● **Problem details**:
Output all of the records exactly as written.

* * * * *

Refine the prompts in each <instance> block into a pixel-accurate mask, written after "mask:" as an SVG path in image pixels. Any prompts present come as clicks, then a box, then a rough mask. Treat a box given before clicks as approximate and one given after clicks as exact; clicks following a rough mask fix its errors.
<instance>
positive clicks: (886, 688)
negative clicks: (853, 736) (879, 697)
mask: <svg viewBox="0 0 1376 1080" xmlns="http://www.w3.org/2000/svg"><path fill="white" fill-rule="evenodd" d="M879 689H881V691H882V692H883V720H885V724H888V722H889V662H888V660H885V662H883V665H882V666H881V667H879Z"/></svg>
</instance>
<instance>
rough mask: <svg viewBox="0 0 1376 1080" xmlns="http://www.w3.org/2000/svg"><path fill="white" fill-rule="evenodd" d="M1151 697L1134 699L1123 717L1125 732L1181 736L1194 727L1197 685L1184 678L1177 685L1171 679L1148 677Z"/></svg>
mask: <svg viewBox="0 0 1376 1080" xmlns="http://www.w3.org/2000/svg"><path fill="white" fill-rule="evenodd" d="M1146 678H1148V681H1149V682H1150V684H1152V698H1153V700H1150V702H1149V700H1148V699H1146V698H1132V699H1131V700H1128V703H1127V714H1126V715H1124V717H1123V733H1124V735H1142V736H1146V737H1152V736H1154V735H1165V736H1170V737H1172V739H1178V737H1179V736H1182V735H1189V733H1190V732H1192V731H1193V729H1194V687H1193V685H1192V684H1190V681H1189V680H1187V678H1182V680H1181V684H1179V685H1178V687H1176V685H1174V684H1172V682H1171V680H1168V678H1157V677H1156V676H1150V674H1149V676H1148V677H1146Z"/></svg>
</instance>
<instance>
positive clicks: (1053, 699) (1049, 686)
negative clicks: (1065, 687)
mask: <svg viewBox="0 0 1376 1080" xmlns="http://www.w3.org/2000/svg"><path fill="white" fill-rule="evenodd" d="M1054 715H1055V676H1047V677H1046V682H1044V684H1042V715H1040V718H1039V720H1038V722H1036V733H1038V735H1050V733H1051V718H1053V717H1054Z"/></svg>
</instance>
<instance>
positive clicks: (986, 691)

* * * * *

● **Exercise solution**:
Refine the prompts in each <instance> block into a pixel-accurate mask, written after "mask:" as an SVG path in image pixels. Any prompts present come as clicks, then a box, then a rough mask. Treat a box given before clicks as approximate and one given after clicks as exact; clicks following a rough mask fix its errors.
<instance>
positive clicks: (886, 688)
negative clicks: (853, 736) (879, 697)
mask: <svg viewBox="0 0 1376 1080" xmlns="http://www.w3.org/2000/svg"><path fill="white" fill-rule="evenodd" d="M879 689H881V691H882V692H883V720H885V724H888V722H889V662H888V660H885V662H883V665H882V666H881V667H879Z"/></svg>
</instance>
<instance>
rough mask: <svg viewBox="0 0 1376 1080" xmlns="http://www.w3.org/2000/svg"><path fill="white" fill-rule="evenodd" d="M1151 697L1134 699L1123 717L1125 732L1181 736L1194 727L1197 685L1184 678L1177 685L1171 679L1148 677Z"/></svg>
mask: <svg viewBox="0 0 1376 1080" xmlns="http://www.w3.org/2000/svg"><path fill="white" fill-rule="evenodd" d="M1146 678H1148V681H1149V682H1150V684H1152V698H1153V700H1150V702H1149V700H1148V699H1146V698H1132V699H1131V700H1128V703H1127V714H1126V715H1124V717H1123V733H1124V735H1142V736H1146V737H1152V736H1154V735H1165V736H1170V737H1172V739H1178V737H1179V736H1182V735H1189V733H1190V732H1192V731H1193V729H1194V687H1193V685H1192V684H1190V681H1189V680H1187V678H1182V680H1181V684H1179V685H1178V687H1176V685H1174V684H1172V682H1171V680H1168V678H1157V677H1156V676H1150V674H1149V676H1148V677H1146Z"/></svg>
</instance>
<instance>
positive clicks: (1053, 699) (1049, 686)
negative clicks: (1065, 687)
mask: <svg viewBox="0 0 1376 1080" xmlns="http://www.w3.org/2000/svg"><path fill="white" fill-rule="evenodd" d="M1054 715H1055V676H1047V677H1046V682H1044V684H1042V715H1040V718H1039V720H1038V722H1036V733H1038V735H1050V733H1051V718H1053V717H1054Z"/></svg>
</instance>
<instance>
positive clicks: (986, 691)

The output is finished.